----- Zitierter Textauszug

Besuch bei GOTtes-Kindern in der Elsaßstraße

Sonntag, 5. Dezember 2010 | Text: Dirk Gebhardt | Bild: Dirk Gebhardt

Geschätzte Lesezeit: 3 Minuten

Die Elsaßstraße an einem klirrend kalten Winterabend. Vor dem rot-orange gestrichenen Gebäude stehen laut schwatzend  drei Jugendliche. Seit Jahren wirkt der „Offene Jugendtreff“ wie ein Fremdkörper auf mich, zwischen den Klinkerbauten aus dem Anfang des vorigen Jahrhunderts und der Gedenktafel an die heldenhafte Tat der Bewohner dieses Blockes zu Beginn der Nazi-Machtergreifung. Die Jugendlichen beachten mich nicht, als ich an ihnen vorbei in das Haus gehe. Marcus Heuel, der Leiter des Kinder- und Jugendzentrums „Ganz offene Tür“ (GOT) begrüßt mich freundlich, entschuldigt sich, dass er mich nicht selber begleiten kann und beauftragt seine Mitarbeiterin Brigitte,  mich mit den Kindern in Kontakt zu bringen.

----------
----- Einträge zum Bearbeiten

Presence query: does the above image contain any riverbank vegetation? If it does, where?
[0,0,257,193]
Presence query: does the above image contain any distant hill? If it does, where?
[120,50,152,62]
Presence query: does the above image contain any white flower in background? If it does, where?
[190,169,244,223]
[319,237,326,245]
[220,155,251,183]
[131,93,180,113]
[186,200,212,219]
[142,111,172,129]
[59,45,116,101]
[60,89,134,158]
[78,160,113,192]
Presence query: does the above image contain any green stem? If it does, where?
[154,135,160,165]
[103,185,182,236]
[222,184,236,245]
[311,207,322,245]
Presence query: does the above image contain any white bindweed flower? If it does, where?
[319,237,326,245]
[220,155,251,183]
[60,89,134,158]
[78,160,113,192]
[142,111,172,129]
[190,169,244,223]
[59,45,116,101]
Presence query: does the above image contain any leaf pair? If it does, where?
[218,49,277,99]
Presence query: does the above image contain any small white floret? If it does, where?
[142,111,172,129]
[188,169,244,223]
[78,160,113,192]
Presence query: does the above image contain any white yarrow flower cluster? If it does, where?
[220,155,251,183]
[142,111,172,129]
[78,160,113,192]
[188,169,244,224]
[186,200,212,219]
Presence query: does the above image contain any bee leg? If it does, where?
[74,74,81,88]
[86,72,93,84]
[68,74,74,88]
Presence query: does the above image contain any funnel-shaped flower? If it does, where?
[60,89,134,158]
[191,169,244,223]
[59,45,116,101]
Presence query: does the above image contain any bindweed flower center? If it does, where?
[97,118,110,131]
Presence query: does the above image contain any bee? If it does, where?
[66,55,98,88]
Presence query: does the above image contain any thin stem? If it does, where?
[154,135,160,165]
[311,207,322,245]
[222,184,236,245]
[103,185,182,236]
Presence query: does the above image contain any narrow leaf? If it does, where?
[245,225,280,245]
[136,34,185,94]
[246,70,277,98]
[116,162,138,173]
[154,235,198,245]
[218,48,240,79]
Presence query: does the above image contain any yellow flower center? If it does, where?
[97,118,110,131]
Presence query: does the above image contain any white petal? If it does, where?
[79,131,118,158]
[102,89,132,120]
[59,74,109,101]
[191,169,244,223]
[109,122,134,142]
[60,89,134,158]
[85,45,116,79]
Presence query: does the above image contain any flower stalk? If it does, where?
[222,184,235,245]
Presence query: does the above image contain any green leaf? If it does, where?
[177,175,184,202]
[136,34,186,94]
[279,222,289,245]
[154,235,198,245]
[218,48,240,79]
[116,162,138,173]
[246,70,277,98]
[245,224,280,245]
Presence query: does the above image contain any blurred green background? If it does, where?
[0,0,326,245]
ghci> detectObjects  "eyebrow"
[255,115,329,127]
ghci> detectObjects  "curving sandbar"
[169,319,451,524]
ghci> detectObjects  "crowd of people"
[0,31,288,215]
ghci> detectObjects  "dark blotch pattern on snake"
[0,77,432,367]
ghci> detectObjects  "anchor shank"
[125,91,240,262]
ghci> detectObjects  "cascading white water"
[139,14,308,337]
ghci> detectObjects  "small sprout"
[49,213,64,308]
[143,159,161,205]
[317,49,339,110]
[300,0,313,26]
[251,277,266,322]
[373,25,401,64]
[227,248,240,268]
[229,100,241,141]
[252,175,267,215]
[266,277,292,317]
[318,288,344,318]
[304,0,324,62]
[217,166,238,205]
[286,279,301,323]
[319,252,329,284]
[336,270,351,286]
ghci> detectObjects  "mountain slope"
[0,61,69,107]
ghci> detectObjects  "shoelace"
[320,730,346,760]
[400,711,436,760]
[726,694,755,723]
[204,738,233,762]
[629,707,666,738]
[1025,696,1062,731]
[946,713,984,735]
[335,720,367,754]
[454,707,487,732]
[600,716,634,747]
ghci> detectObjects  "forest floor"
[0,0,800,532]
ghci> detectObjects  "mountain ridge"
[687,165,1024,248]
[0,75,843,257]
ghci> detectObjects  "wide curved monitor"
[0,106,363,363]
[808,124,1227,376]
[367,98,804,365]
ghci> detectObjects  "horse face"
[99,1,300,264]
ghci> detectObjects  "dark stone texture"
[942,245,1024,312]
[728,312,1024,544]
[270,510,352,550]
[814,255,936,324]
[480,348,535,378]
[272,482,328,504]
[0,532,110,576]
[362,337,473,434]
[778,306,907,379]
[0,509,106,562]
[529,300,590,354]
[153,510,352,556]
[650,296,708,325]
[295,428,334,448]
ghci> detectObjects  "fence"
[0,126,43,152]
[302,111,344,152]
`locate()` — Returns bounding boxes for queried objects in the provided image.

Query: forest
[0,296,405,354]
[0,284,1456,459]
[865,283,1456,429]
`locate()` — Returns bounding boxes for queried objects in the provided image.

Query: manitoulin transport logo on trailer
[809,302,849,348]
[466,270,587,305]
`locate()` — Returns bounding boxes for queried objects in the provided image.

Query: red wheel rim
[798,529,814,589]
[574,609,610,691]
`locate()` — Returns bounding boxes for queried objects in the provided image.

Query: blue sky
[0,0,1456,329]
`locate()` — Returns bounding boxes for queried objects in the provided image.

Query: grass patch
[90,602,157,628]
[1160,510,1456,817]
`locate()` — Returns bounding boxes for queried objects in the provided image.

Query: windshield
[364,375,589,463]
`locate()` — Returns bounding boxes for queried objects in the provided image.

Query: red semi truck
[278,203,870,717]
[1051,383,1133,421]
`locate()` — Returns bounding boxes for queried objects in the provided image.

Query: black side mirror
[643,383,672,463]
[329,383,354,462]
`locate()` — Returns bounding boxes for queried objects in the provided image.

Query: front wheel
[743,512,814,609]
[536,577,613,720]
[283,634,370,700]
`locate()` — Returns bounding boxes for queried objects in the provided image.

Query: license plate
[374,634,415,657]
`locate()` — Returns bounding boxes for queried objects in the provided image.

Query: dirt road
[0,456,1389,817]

----------

* _Aufgabe 1_:
Wandle die Einträge ab der Zeile mit „Presence query: does the above image contain any blurred“ bis einschließlich der Zeile mit „[302,111,344,152]“ in eine CSV mit den zwei Spalten „Eingabe“ und „Ausgabe“ um. Mach dabei eine Zeile pro Eintrag, setze jedes Feld in Anführungszeichen und ersetze Zeilenumbrüche durch Leerzeichen.
* _Aufgabe 2_:
Schreib den Text über den Besuch im Jugendzentrum in der Elsaßstraße nach seinem letzten Satz weiter.
Der Textauszug und die Einträge stammen aus verschiedenen Quellen.

* _Antwort 1_:
Eingabe,Ausgabe
"Presence query: does the above image contain any blurred green background? If it does, where?","[0,0,326,245]"
"ghci> detectObjects  ""eyebrow""","[255,115,329,127]"
"ghci> detectObjects  ""curving sandbar""","[169,319,451,524]"
"ghci> detectObjects  ""crowd of people""","[0,31,288,215]"
"ghci> detectObjects  ""dark blotch pattern on snake""","[0,77,432,367]"
"ghci> detectObjects  ""anchor shank""","[125,91,240,262]"
"ghci> detectObjects  ""cascading white water""","[139,14,308,337]"
"ghci> detectObjects  ""small sprout""","[49,213,64,308] [143,159,161,205] [317,49,339,110] [300,0,313,26] [251,277,266,322] [373,25,401,64] [227,248,240,268] [229,100,241,141] [252,175,267,215] [266,277,292,317] [318,288,344,318] [304,0,324,62] [217,166,238,205] [286,279,301,323] [319,252,329,284] [336,270,351,286]"
"ghci> detectObjects  ""mountain slope""","[0,61,69,107]"
"ghci> detectObjects  ""shoelace""","[320,730,346,760] [400,711,436,760] [726,694,755,723] [204,738,233,762] [629,707,666,738] [1025,696,1062,731] [946,713,984,735] [335,720,367,754] [454,707,487,732] [600,716,634,747]"
"ghci> detectObjects  ""forest floor""","[0,0,800,532]"
"ghci> detectObjects  ""mountain ridge""","[687,165,1024,248] [0,75,843,257]"
"ghci> detectObjects  ""wide curved monitor""","[0,106,363,363] [808,124,1227,376] [367,98,804,365]"
"ghci> detectObjects  ""horse face""","[99,1,300,264]"
"ghci> detectObjects  ""dark stone texture""","[942,245,1024,312] [728,312,1024,544] [270,510,352,550] [814,255,936,324] [480,348,535,378] [272,482,328,504] [0,532,110,576] [362,337,473,434] [778,306,907,379] [0,509,106,562] [529,300,590,354] [153,510,352,556] [650,296,708,325] [295,428,334,448]"
"ghci> detectObjects  ""fence""","[0,126,43,152] [302,111,344,152]"

* _Antwort 2_:
 

Meine Frage habe ich Marcus Heuel bereits am Vortag gestellt: „Wie gehen die Jugendlichen und Kinder mit dem Angebot des Outdoor, Defense und More-Ladens in der direkten Nachbarschaft um?“ Nicht die Meinung der Erwachsenen ist mir wichtig, sondern die Meinung der potentiellen Kundschaft. Weckt das Angebot Bedürfnisse, erleichtert es die Beschaffung, oder ist es nur ein zusätzliches Angebot, das sie nicht besonders juckt?

 

Britta führt mich in einen Gruppenraum im Erdgeschoss. In einer Ecke sitzen fünf Jugendliche in einer Sitzecke. Ein schwarz gekleideter Betreuer, der mit seiner massigen Figur selbst auf mich Eindruck macht, steht mit dem Rücken zu mir und spricht mit ihnen. Als Brigitte sie kurz danach anspricht, um ihnen mein Anliegen zu unterbreiten, springen sie alle auf, und es fällt ihnen ein, dass die Küche noch unbedingt sauber gemacht werden muss. Im Handumdrehen haben sie den Raum verlassen und sind in der Küche verschwunden. Wir gehen in der vagen Hoffnung hinterher, dass sie uns hineinlassen.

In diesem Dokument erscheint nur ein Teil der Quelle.